───── Material supplied ─────

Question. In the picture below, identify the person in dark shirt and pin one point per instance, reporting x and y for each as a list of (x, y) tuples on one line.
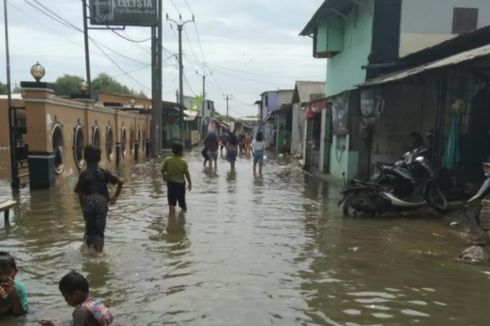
[(94, 197), (89, 311)]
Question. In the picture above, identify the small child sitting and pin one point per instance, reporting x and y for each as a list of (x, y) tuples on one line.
[(88, 311), (13, 294)]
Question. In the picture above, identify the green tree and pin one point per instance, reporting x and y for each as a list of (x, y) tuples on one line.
[(67, 85)]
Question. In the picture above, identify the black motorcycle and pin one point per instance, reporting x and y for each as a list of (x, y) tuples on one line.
[(478, 198), (406, 185)]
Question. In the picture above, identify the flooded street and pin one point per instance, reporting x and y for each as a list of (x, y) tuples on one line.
[(271, 250)]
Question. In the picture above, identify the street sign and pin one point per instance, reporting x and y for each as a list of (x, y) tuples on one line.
[(123, 12)]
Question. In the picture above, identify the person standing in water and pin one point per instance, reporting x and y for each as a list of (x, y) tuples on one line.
[(232, 150), (94, 197), (258, 147), (175, 171), (212, 145)]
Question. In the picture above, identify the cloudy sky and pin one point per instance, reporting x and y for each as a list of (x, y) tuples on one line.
[(248, 46)]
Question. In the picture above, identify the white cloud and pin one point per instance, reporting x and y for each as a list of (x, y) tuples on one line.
[(249, 46)]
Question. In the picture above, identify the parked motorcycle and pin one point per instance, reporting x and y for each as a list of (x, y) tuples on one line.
[(479, 197), (406, 185)]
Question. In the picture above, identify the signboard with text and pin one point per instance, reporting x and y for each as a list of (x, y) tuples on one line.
[(123, 12)]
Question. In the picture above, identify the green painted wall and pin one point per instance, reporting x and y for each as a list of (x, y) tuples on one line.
[(341, 159), (344, 70)]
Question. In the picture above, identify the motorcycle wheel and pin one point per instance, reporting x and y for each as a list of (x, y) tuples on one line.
[(436, 199), (348, 208)]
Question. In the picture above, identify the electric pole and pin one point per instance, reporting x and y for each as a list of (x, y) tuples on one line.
[(203, 75), (180, 25), (156, 83), (87, 55), (11, 112), (227, 97)]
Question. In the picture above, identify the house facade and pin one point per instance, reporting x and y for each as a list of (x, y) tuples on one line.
[(362, 39)]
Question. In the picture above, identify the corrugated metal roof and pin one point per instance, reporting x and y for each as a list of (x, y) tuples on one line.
[(449, 61)]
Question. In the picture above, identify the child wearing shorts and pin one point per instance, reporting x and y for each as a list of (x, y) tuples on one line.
[(175, 171), (88, 310)]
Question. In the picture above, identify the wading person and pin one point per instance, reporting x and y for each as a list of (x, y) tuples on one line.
[(88, 311), (175, 172), (232, 150), (205, 155), (13, 294), (258, 147), (212, 145), (94, 197), (223, 141)]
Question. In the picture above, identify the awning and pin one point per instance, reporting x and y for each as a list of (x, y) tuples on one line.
[(449, 61), (315, 107)]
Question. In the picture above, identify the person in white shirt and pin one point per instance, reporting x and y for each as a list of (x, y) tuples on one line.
[(258, 147)]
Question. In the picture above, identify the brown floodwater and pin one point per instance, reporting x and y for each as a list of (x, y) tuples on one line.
[(252, 250)]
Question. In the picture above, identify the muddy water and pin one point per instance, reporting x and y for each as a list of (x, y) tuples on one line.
[(251, 251)]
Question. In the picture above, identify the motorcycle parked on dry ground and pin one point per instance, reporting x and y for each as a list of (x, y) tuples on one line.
[(406, 185)]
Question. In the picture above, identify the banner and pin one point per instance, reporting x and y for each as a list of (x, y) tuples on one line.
[(123, 12)]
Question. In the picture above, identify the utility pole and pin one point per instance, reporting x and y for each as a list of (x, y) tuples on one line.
[(11, 112), (180, 25), (87, 56), (203, 75), (156, 81), (227, 97)]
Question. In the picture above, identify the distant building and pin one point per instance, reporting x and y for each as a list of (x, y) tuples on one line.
[(362, 39)]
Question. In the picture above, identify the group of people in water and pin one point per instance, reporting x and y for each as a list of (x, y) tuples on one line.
[(233, 145), (94, 197), (94, 201)]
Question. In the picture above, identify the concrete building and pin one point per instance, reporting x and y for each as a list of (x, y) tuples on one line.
[(204, 112), (304, 93), (54, 130), (360, 40)]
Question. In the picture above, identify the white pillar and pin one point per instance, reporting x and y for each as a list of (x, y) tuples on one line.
[(322, 141)]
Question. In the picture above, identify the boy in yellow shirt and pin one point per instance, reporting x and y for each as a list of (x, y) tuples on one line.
[(175, 171)]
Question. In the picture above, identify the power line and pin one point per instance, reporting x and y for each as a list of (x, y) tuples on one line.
[(190, 44), (129, 39), (119, 67), (257, 74), (61, 20), (173, 4)]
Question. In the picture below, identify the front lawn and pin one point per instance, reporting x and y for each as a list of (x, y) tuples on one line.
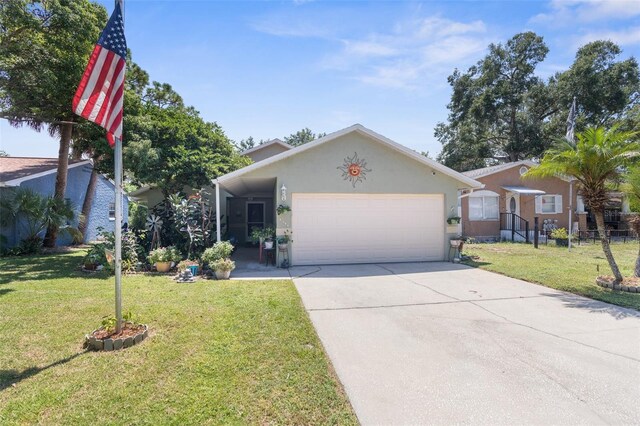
[(557, 267), (218, 352)]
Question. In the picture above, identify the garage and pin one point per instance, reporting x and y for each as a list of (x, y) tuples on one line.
[(367, 228)]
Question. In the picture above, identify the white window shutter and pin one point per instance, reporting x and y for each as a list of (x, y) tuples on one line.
[(558, 203)]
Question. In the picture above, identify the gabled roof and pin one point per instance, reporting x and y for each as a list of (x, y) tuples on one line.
[(358, 128), (486, 171), (265, 145), (15, 170)]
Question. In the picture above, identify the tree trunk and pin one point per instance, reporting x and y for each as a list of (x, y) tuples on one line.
[(599, 214), (88, 201), (636, 271), (61, 178)]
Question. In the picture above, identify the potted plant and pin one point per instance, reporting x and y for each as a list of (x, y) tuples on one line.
[(163, 257), (189, 264), (561, 236), (282, 208), (91, 261), (284, 240), (453, 220), (223, 268)]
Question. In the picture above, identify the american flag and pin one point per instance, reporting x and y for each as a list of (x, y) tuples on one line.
[(99, 97), (571, 123)]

─────

Reproduce every one of the records above verbatim, omitting the pictures.

Question. In the picture below, identify the person in dark shirt and pin one point per instance, reporting x and y for each as a list of (x, y) tuples on one line.
[(94, 197), (89, 311)]
Question. In the picture above, identify the small child sitting and pin one point per instance, reporting x and y for each as a list of (x, y) tuples on one line.
[(88, 311), (13, 294)]
Question. In the picture above, identify the green tree and pin one point per instance, reporting x and y for each as a list of (x, y) tuples on one line.
[(67, 85)]
Question. In the picture above, identify the black motorcycle and pin one point per instance, reporting x and y for each as a list of (x, y) tuples on one line.
[(478, 198), (406, 185)]
Question. In the picture above, identify the flooded street and pin one point per instance, reporting x and y for each as a list of (x, y) tuples on one line.
[(271, 250)]
Question. In the picture above, identify the street sign and pin one point per instance, reporting x and y for each as a list of (x, y) tuples on one line.
[(123, 12)]
Question. In the picture above, identify the person standing in water and pin one point per instance, reporting x and y for each as a list of (x, y) tuples on one line.
[(232, 150), (94, 197), (258, 147), (175, 171), (212, 145)]
Question. In the picture above, identify the cloudy sky and pin one point per instance, reporting x and y for each as a list of (x, y) tuples on one line.
[(248, 46)]
Question. In the picture above, identify the white cloud and pin one point per instance, reporting x and y for each as a list of (x, y) tuples on one line.
[(249, 46)]
Question. In the picture above, identify the parked motorcycle and pin one point per instance, reporting x and y for each as a list of (x, y) tuples on one line.
[(479, 197), (406, 185)]
Question. In the picture above, identify the signboard with text and pin one point per instance, reporting x and y for each as a list of (x, y) tuples on one line.
[(123, 12)]
Question. In the picture above, identify the green painted wall and pin one point per instance, reporting x and y for each as a list of (x, y) tuples on one line.
[(341, 159), (344, 70)]
Question. In the picture above, identify the motorcycle wheel and pin one point per instance, reporting x and y for each as a list of (x, y) tuples on one line.
[(436, 199), (348, 208)]
Question. In the picture above, identify the electric pole and pin one point per instance, reporting x and y for each as a list of (x, y) tuples on one line.
[(203, 75), (180, 25), (156, 83), (87, 55), (11, 112), (227, 97)]
Question. In the picture above, identify the house facade and pin one point per instance, reporting x and y for each as a list of (x, y) tuples on one line.
[(362, 39)]
Question. In the picture above, identify the corrugated metal roof and pin one point per instance, reporting x and y for each as a list of (x, y) tuples on one line.
[(449, 61)]
Question. In the picture above, identify the child wearing shorts and pin one point per instance, reporting x and y for each as a list of (x, y) tuples on one line.
[(175, 171), (88, 310)]
Question. In the picture above, identify the wading person and pin one point per instance, reporting x and y for each as a list of (x, y) tuples on one line.
[(88, 311), (175, 172), (232, 150), (205, 155), (13, 294), (258, 147), (212, 145), (94, 197), (223, 141)]
Question. In the picture above, identify the awning and pin one point per instance, reporting x and y for each as a list of (x, y) tuples on one line.
[(449, 61), (315, 107)]
Question. In the picture above, identify the person in white shirt and pin one point per instance, reporting x and y for each as a list of (x, y) tuples on one line.
[(258, 147)]
Question. In the picture above, identify the brown floodwater and pin one point per instance, reporting x and y for each as a list of (x, y) tuples on one line.
[(252, 250)]
Question. In the picture above, identify the muddy water and pin one point per instance, reporting x and y for each as a list of (x, y) tuples on one line.
[(251, 251)]
Question. In the picture above, identify the motorcycle parked on dry ground and pin one point per instance, reporting x and y for each as a list of (x, y) tuples on one line.
[(406, 185)]
Question. In the picture above, identify the banner and pin one point per instance, reporting x and y for each as a list of (x, y) tuples on one line.
[(123, 12)]
Question. In the picture above, identify the utility pole and pin one point per instance, reporting x and y for each as a list of (x, y) tuples on one line.
[(11, 112), (180, 25), (87, 56), (203, 75), (156, 81), (227, 97)]
Question. In the picture above, identify the distant building and pin one point per instance, reporting x and y for each as a list of (x, y) tuples on one line.
[(362, 39)]
Question. In the picture above, identify the group of people in water and pin one point per instance, reporting x and y for each as a list of (x, y) tuples on one line.
[(233, 145), (94, 197), (94, 201)]
Question. In the picture above, identify the concrete building and pin one point per instance, reporting x and y for each as a list of (x, y) tuples on one line.
[(204, 112), (304, 93), (54, 130), (360, 40)]
Question. In the picture above, identify the white pillar and pin one point per instance, reporting x and y for each as a list of (x, y) tuples on one line.
[(322, 141)]
Question. In the picture above, identify the boy in yellow shirt and pin one point per instance, reporting x and y for each as a list of (x, y) tuples on one line.
[(175, 171)]
Question. In the picture above, identify the power line and pin one point per instance, reporting x and y for each as a list of (x, y) tuples on one line.
[(190, 44), (129, 39), (119, 67), (257, 74), (61, 20), (173, 4)]
Question. In the picture below, identify the front lawn and pin one point per instance, reporting x and y for each as a list of (x, y) tuples on one line.
[(557, 267), (218, 352)]
Question. In the picture above, identify the garage and pin one point per instance, reporting x and y for each as a list of (x, y) tuples on one line.
[(367, 228)]
Question. In the picture above, identify the white window shutter and pin one point per instance, reporting x and y for each as a list of (x, y) tuples on one line.
[(558, 203)]
Question. In the picture above, identify the gabled roof and pin one point per instance, reporting x and y for each as a list of (x, y) tuples on one line.
[(358, 128), (486, 171), (265, 145), (15, 170)]
Question. In the picture above, identify the tree trunk and pin one point per instance, reporting x and y for each as a list of (x, y) tuples on one line.
[(599, 214), (88, 201), (636, 271), (61, 178)]
Question. In the picture above, identify the potted plant and pin one point per instance, reporting x and y for each as a list of (x, y) tuples on one line.
[(163, 257), (189, 264), (561, 236), (282, 208), (91, 261), (284, 240), (453, 220), (223, 268)]
Question. In the picture above, identify the american flag and pin one point per instance, reporting x and y for each as a list of (x, y) tuples on one line.
[(99, 97), (571, 123)]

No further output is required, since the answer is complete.